• _Document section_:
Still, the industry continues to have the reputation of being a no-holds-barred Wild West.

As a result, partnership disputes, bad business practices and “off-the-books” backroom dealings abound, particularly in contrast to other, more mature, established industries.

Here are three key pieces of advice on how to protect yourself from bad actors, acrimonious partnership disputes and costly legal disputes:

1. Protect your licensing: Each state typically requires that every marijuana business be licensed and the company owners undergo a background check.

It is critically important that your name is on the license if you are a partner or owner. For one thing, it is usually the law.

For another, having a name on the license is vital in preventing later ownership disputes about the existence and amount of your ownership.

Unfortunately, I often see people get cute with their licensing requirements. They have owners with handshake deals who aren’t on the license.

Investor groups, in particular, sometimes hear that they don’t need to be on the license, but in reality, they do.

If your name isn’t on the license, you might not later be able to claim an ownership stake or partnership rights.

On the other hand, if you are on the license, you have leverage in any disputes or major business decisions (including a sale) because regulators often require proof that all owners have consented to a transfer.

2. Formalize your partnership agreements: There are countless examples in the cannabis industry of handshake deals that have been happily in place for years until one of the parties tries to disown or dissolve it for any number of reasons.

These types of informal partnership agreements might be a lingering reminder of pre-legalization days when people were reluctant to put anything marijuana-related in writing.

However, now that marijuana is legal in many states, the old way of doing business serves no purpose other than to open up partnerships to contentious and expensive legal disputes.

Many states have enacted statutes requiring the recognition of partnership agreements, even if no signed paperwork exists.

• _Recorded data_:
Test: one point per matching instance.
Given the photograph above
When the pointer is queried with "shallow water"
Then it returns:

• _Exercise details_:
Answer from the cannabis business advice text:
(a) What does each state typically require of every marijuana business and its owners?
(b) According to the text, why does being on the license give leverage in a sale?
(c) What have many states enacted regarding partnership agreements?
The listing has nothing to do with the cannabis business advice text.

• _Response area_:
(a) Every marijuana business must be licensed, and the company owners must undergo a background check.
(b) Regulators often require proof that all owners have consented to a transfer.
(c) Statutes requiring the recognition of partnership agreements, even if no signed paperwork exists.